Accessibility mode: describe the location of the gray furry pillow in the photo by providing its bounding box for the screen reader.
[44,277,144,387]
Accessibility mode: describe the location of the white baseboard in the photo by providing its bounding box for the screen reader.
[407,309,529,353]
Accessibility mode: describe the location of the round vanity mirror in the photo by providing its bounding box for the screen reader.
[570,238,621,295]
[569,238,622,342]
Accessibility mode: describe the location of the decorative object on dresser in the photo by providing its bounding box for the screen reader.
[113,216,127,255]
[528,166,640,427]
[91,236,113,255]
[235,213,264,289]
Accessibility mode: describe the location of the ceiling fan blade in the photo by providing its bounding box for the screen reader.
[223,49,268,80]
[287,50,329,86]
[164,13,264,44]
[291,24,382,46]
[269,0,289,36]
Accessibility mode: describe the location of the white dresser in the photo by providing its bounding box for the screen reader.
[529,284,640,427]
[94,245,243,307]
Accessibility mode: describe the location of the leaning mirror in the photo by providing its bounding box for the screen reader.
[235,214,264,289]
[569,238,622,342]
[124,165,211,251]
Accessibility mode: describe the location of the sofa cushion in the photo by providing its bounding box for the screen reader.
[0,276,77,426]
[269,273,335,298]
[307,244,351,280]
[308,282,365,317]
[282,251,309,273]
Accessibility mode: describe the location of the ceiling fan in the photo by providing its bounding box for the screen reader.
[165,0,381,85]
◆ ◆ ◆ ◆
• Task description: Copy every entry above, with each line unchanged and in the same order.

• Expected output:
Accessibility mode: describe the location of the gray furry pillow in the photo by providing its bounding box for the screen reader.
[44,277,144,387]
Accessibility mode: describe the location of the white baseboard in the photo by providing its bounding box for the screen reader.
[407,309,529,353]
Accessibility mode: describe the location of the round vanity mirror in the photo by providing its bounding box for the screen reader.
[570,238,621,295]
[569,238,622,342]
Accessibility mode: describe the location of the decorative object on dresser in the photo by providing its bounding box for the screen reader.
[113,216,127,255]
[528,166,640,427]
[91,236,113,255]
[235,213,264,289]
Accessibility mode: describe the location of the ceiling fan blade in the photo by providing its bounding box for the screen reader.
[223,49,268,80]
[287,50,329,86]
[164,13,264,44]
[291,24,382,46]
[269,0,289,36]
Accessibility mode: describe the location of the white dresser in the photo by providing its bounding box for the screen reader.
[529,284,640,427]
[94,245,243,307]
Accessibility mode: describe the location of the leaning mirror in the photo by providing its bounding box for the screen reader.
[235,214,264,289]
[569,238,622,342]
[124,165,211,251]
Accessibility mode: describe the location of the sofa cushion in the photo by providing its bounding box for the screen reader.
[0,276,77,426]
[269,273,335,298]
[307,244,351,280]
[308,282,365,317]
[282,251,309,273]
Accessibility mode: describe the location of the ceiling fan in the photo by providing its bounding box for the screen reader.
[165,0,381,85]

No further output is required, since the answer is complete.